### Task
From the records below, count the lines containing the word "beach" and give only that number.

### Data excerpts
#####

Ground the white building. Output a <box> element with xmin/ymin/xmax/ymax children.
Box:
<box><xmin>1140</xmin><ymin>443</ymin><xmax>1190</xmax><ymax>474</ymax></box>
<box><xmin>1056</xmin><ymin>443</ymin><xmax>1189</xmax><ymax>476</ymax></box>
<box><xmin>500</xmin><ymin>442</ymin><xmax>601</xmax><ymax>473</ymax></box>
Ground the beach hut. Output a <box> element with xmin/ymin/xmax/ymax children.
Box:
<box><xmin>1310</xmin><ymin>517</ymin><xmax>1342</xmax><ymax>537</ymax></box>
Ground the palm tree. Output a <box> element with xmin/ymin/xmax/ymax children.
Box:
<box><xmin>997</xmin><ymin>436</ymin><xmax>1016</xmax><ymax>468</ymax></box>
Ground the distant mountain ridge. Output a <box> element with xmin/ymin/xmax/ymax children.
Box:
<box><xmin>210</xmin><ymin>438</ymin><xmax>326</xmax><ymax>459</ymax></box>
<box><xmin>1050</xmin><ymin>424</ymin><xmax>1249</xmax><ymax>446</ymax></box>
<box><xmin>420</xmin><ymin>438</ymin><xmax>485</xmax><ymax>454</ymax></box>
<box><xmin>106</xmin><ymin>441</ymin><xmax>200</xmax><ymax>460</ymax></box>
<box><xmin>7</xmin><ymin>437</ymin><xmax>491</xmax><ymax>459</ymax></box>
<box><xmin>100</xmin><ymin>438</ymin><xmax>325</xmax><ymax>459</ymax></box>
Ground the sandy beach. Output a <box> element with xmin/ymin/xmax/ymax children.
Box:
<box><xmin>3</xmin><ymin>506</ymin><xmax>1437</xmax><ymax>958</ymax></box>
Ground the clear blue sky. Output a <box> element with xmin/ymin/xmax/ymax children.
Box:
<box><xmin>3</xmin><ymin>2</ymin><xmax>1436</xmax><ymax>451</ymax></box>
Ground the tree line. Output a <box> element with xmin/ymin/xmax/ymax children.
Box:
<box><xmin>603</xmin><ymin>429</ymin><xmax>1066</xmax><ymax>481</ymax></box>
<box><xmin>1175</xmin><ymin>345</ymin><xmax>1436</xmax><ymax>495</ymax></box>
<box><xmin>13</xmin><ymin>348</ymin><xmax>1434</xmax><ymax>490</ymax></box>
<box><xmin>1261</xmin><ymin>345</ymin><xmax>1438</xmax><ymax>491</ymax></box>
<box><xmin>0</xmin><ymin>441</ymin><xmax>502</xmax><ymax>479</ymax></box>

#####

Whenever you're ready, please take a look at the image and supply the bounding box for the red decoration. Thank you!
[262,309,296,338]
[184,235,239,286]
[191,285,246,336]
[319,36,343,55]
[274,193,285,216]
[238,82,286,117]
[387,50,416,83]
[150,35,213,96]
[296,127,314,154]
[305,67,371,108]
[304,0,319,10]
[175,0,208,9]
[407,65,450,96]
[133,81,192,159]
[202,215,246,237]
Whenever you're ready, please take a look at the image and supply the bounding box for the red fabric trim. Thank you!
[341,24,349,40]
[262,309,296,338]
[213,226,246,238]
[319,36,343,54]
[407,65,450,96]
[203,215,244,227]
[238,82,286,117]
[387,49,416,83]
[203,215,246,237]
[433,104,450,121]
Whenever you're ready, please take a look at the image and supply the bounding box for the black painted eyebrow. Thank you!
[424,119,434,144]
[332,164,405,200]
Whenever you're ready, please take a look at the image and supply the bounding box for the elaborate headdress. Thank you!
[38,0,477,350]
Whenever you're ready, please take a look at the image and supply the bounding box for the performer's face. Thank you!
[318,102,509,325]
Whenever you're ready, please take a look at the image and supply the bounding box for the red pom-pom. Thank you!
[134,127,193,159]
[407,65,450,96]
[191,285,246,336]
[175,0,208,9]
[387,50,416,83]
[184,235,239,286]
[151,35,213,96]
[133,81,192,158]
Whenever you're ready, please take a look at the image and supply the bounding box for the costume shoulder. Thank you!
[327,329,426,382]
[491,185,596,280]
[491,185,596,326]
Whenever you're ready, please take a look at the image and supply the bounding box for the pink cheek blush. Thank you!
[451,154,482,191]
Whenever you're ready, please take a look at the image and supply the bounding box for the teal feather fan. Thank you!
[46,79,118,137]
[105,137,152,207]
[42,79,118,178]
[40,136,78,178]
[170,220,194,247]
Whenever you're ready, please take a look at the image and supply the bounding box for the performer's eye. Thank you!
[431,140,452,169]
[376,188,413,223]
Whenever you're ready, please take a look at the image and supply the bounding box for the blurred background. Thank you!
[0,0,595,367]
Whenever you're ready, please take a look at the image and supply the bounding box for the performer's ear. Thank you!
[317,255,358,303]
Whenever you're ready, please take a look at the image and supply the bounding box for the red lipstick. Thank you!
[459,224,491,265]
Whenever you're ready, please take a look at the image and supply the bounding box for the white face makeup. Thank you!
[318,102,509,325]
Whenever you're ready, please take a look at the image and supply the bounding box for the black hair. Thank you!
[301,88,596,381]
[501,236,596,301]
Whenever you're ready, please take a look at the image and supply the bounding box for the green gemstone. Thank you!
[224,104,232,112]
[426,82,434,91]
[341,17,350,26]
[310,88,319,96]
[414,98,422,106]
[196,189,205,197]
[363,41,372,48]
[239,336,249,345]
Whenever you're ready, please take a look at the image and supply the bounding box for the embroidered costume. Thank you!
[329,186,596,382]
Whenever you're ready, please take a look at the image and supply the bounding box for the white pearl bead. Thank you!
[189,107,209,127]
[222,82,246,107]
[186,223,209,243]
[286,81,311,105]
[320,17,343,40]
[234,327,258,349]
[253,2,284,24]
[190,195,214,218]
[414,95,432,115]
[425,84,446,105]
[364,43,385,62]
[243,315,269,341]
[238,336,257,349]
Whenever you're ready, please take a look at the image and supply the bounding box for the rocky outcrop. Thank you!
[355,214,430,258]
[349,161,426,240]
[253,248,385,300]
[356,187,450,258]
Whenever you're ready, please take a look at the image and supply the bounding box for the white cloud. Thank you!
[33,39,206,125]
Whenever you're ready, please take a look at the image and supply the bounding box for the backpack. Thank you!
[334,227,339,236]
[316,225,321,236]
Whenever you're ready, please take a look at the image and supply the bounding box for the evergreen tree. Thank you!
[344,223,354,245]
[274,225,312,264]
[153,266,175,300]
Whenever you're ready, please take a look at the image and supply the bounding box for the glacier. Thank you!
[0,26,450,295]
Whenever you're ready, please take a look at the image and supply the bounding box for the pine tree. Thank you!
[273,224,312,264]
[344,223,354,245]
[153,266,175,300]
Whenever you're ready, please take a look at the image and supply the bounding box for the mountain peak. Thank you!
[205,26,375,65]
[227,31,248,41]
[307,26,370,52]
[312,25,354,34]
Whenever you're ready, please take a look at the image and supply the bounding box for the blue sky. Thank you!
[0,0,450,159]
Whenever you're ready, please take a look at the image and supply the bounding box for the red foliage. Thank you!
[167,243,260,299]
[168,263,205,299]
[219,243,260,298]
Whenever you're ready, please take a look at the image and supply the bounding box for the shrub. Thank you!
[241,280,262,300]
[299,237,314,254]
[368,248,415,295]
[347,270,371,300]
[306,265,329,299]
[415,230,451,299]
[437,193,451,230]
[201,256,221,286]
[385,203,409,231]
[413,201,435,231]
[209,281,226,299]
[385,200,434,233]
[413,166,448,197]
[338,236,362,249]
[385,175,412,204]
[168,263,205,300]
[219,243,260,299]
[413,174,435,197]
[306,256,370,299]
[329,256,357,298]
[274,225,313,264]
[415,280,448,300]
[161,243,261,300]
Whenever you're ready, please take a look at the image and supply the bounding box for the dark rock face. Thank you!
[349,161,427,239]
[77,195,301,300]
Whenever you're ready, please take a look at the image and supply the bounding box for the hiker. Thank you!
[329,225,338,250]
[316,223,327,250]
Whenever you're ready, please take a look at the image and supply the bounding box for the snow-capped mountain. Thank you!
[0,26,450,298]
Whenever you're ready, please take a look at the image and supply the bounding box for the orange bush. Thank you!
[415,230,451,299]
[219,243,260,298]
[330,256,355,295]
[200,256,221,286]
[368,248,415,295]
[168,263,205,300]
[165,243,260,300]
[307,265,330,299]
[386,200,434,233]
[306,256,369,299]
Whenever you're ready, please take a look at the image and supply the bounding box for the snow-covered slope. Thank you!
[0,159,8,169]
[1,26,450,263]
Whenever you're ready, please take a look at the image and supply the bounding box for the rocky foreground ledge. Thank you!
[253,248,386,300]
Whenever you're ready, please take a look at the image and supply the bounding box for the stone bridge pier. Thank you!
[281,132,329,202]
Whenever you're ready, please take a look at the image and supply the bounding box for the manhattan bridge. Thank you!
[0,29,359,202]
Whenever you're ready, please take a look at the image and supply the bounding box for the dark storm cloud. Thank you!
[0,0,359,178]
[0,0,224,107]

#####

### Response below
2